**Passage:**

L’analyse des fondements de la proposition de loi montre qu’elle peut être positive si elle s’accompagne des moyens nécessaires, en particulier en matière de réinsertion.

Depuis la fin de la Seconde Guerre mondiale, la France soutient une approche abolitionniste de la prostitution, tout en refusant de l'interdire purement et simplement. Plutôt que d'interdire la prostitution, le but était de la décourager en la plaçant à côté du droit. Aujourd'hui, les auteurs de la proposition de loi relative à la lutte contre le système prostitutionnel estiment que la prostitution est une violence dont les victimes sont avant tout les personnes prostituées elles-mêmes. Cette approche est cependant contestée par certains, dont les clients, mais aussi quelques prostituées et notamment le Syndicat du travail sexuel (STRASS), organisation non-représentative et notoirement critiquée par les organisations progressistes. Dans tous les cas, force est de reconnaître que les personnes prostituées sont majoritairement des femmes (80%), que les clients sont quasi-exclusivement des hommes (99%) et que cette répartition extrêmement sexuée des rôles révèle un problème d'égalité entre les hommes et les femmes.
Le principal problème quant à la prostitution est qu'il s'agit d'un phénomène très mal connu. Les statistiques sur le sujet sont peu nombreuses, très contestées et très contestables. En effet, les données disponibles en France sont principalement des estimations pouvant varier de 1 à 40 selon les sources. Il semble ainsi difficile de prendre une position sans données objectives. Cepen­dant, il semble que les personnes prostituées victimes de réseaux de traite des êtres humains soient de plus en plus nombreuses et qu'elles surpassent largement en nombre les « traditionnelles », celles qui travaillent à leur propre compte. Or, tous et toutes sont évidemment favorables à une lutte vigoureuse contre ces réseaux, non seulement car il s'agit d'esclavage, mais aussi car la force de ces multinationales du sexe tarifé  permet de casser les prix.

Incriminer l'offre de prostitution par le racolage ou la demande par la pénalisation du client
Or, la lutte contre les réseaux de traite peut passer efficacement par la pénalisation de la prostitution. En effet, la majorité des prostituées en sont victimes et l'achat d'actes sexuels constitue leur principale source de revenus. Ainsi, l'interdiction pénale de la prostitution, ou de l'un des actes nécessaires à la « passe », permettrait de lutter à la fois contre la violence que constitue pour certains la prostitution, et que constitue pour tous la traite des êtres humains. Ce mécanisme consistant à incriminer un comportement qui, a priori, n'est pas nuisible pour éviter un comportement nuisible est ce qu'on appelle un « délit obstacle ». À titre d'exemple, on incrimine l'excès de vitesse non parce que c'est un comportement nuisible en soi, mais pour faire baisser la vitesse sur les routes et ainsi réduire les accidents.

**Consigne écrite:** Pouvez-vous citer le passage sur la prostitution en commençant aux mots « Le principal problème » et en vous arrêtant après « casser les prix. » ? Les lignes n'ont aucun rôle dans cet exercice.

Extrait du jeu de données:
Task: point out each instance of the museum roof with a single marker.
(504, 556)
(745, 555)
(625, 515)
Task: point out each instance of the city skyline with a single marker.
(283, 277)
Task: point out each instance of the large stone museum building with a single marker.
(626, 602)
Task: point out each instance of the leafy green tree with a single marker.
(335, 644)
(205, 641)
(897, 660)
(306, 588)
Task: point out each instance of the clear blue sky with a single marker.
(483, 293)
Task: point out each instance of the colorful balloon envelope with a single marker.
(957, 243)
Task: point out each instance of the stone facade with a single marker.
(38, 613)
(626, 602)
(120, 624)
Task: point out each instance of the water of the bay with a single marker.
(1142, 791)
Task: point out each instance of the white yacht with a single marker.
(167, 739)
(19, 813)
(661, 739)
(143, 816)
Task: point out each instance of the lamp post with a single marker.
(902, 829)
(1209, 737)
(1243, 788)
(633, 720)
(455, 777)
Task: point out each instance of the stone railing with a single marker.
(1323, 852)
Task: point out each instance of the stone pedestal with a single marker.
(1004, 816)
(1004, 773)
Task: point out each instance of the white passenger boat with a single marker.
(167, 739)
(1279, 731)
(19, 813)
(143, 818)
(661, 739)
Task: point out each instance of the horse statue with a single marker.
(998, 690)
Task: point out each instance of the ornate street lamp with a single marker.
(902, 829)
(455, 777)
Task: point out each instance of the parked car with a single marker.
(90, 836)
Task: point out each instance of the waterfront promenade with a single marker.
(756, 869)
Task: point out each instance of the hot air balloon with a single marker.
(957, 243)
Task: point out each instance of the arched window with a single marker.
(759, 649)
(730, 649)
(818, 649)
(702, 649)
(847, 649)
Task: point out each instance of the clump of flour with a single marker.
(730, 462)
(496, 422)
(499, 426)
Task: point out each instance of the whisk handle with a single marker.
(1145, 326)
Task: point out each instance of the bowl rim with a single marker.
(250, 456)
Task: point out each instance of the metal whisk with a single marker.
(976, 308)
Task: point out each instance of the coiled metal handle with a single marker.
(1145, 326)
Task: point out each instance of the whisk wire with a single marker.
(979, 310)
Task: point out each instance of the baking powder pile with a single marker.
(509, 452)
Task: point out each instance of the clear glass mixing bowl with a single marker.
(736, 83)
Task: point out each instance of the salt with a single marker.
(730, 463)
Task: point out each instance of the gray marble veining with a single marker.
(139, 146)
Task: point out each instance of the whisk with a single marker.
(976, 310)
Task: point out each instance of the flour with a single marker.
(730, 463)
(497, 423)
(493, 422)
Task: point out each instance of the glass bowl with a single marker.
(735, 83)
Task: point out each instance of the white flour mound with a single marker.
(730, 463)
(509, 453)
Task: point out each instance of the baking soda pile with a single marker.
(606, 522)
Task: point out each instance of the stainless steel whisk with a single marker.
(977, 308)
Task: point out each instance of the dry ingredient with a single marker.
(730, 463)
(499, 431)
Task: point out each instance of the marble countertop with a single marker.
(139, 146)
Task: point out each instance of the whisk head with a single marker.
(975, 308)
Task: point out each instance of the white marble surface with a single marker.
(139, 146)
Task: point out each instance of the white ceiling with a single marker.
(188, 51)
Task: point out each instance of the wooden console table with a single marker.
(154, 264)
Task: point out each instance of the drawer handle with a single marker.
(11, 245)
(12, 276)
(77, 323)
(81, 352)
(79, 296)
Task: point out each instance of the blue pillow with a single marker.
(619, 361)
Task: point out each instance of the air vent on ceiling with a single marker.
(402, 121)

**Réponse attendue:**
Le principal problème quant à la prostitution est qu'il s'agit d'un phénomène très mal connu. Les statistiques sur le sujet sont peu nombreuses, très contestées et très contestables. En effet, les données disponibles en France sont principalement des estimations pouvant varier de 1 à 40 selon les sources. Il semble ainsi difficile de prendre une position sans données objectives. Cepen­dant, il semble que les personnes prostituées victimes de réseaux de traite des êtres humains soient de plus en plus nombreuses et qu'elles surpassent largement en nombre les « traditionnelles », celles qui travaillent à leur propre compte. Or, tous et toutes sont évidemment favorables à une lutte vigoureuse contre ces réseaux, non seulement car il s'agit d'esclavage, mais aussi car la force de ces multinationales du sexe tarifé  permet de casser les prix.